▸ TEXT:
──────────

Was meint ihr zu diesem Schlammsauger? Ist das Teil zu gebrauchen?

Der Link dazu

Lieben Gruß Juleli


----------



## DaNiceGuy (23. Mai 2008)

*AW: Schlammsauger*

also wenn ich das richtig lese aknnst du damit nur hinderlich arbeiten da der sauger ca 40sek saugt und dann 20 sek das wasser abpummpt..
es giebt sauger mit 2 behältern (in einem )die automatisch umschalten und ein "ordentliches" arbeitsergebniss liefern...
was du aber mit einem sauger alles in deinem teich anrichten kannst musst du die profis hier fragen...
ich hab nur mal was von "phosfor stop" gelesen aber wie egsagt bin kien porfi 
MfG


----------



## axel (23. Mai 2008)

*AW: Schlammsauger*

Hallo Juleli !

Hier mal mein Schlammverhinderer. Wird zwar für gewöhnlich am Pool eingesetzt , bin aber auch am Teich schwer beeindruckt von dem   
Mit dem kann man schön die Wasseroberfläche sauber halten , so das nur wenig herabsinken kann.
Und wenn dann doch nach ein paar Monaten mal was unten liegt , dann zieh ich den mal kurz über den Teichboden. So von links nach rechts , dann wird der Mulm aufgewirbelt , dann zieh ich den nochmal von rechts nach links durch den aufgewirbelten Mulm .

──────────

▸ ZU ERLEDIGENDE AUFGABEN:
[A] Wie viele Sekunden saugt der Sauger laut DaNiceGuy im Forumsthread zum Schlammsauger ungefähr, bevor er das Wasser abpumpt?
[B] Greife den Forumsthread zum Schlammsauger nach seinem letzten Satz auf und schreibe ihn weiter.
Die Zeilen haben hiermit nichts zu tun.

▸ VERFÜGBARE DATEN:
──────────

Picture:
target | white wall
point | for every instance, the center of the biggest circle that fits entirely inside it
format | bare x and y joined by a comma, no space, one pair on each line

──────────

▸ ALS ANTWORT:
[A] Etwa 40 Sekunden.

[B]
Dann hab ich ihn  im Käscher den Mulm.
Mein Kies ist dann wieder sauber .

Lg axel

Foto


----------



## Juleli (24. Mai 2008)

*AW: Schlammsauger*

@ axel: Also von dem bin ich auch schwer begeistert. So einen in der Art haben wir auch! Nur ziehe ich zu Anfang von rechts nach links und dann erst von links nach rechts - aber das macht bestimmt nicht soooo einen großen Unterschied 

Nachdem ich meinen Eltern ne Gardinenpredigt vorgesetzt habe (früher war das doch anders herum - oder? Und früher ging es doch eher um "Kind! Wann bist du wieder zu Hause?" oder "So kannst du doch nicht raus gehen!".), werden wir das Teil einmal austesten. Ich bin echt mal gespannt, was das wird.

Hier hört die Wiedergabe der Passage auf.